> _RECORDS SUPPLIED_:
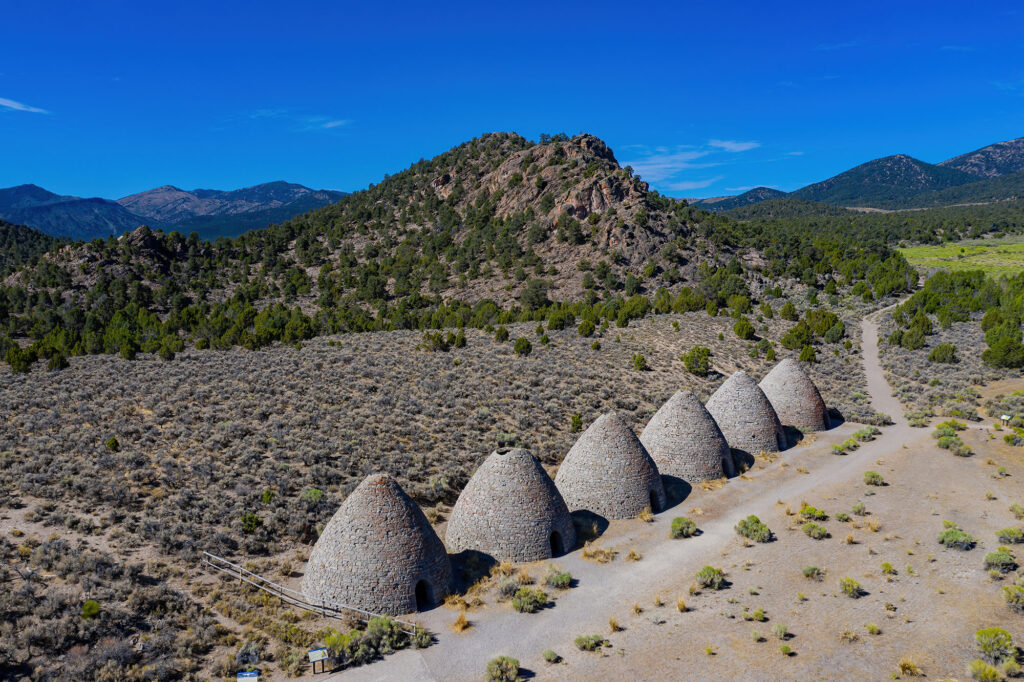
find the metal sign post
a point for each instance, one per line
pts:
...
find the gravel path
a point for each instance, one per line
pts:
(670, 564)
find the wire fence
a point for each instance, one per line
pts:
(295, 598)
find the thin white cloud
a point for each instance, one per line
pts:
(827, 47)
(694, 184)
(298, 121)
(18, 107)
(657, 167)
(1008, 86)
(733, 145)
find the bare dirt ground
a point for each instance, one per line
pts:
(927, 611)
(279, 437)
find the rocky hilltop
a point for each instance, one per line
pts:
---
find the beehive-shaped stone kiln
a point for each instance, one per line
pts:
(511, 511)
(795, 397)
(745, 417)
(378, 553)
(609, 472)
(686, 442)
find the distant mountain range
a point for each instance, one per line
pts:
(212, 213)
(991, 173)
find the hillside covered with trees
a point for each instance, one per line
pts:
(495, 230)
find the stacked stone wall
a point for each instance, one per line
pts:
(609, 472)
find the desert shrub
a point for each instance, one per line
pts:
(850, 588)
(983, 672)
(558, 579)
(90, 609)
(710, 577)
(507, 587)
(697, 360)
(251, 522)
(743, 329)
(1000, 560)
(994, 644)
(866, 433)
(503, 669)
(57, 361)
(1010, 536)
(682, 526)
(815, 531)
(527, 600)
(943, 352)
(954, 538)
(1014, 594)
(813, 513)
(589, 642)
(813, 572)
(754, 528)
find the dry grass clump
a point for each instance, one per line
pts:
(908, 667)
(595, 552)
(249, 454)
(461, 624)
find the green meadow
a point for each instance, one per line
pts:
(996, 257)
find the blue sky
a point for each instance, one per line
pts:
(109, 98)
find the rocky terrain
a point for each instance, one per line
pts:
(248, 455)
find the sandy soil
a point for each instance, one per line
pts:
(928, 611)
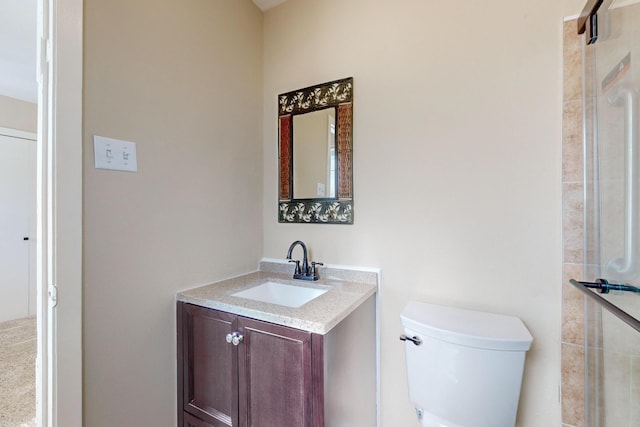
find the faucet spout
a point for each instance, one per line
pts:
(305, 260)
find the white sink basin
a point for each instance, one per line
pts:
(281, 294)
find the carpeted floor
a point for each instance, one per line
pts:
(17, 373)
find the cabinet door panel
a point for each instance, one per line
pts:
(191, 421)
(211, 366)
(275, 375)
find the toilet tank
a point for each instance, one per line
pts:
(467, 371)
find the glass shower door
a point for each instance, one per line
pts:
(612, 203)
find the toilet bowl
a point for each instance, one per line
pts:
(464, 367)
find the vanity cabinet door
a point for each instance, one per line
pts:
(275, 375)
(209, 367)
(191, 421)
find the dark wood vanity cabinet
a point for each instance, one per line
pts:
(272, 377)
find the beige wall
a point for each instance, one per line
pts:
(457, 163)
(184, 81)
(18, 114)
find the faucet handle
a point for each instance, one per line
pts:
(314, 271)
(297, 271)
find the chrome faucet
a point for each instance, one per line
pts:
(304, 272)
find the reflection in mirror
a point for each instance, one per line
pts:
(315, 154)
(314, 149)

> _REQUIREMENTS_:
Extract each line of the entries above that contains the word "door".

> _WORKED SOLUTION_:
find the cabinet door panel
find the glass shower door
find the vanity cabinet door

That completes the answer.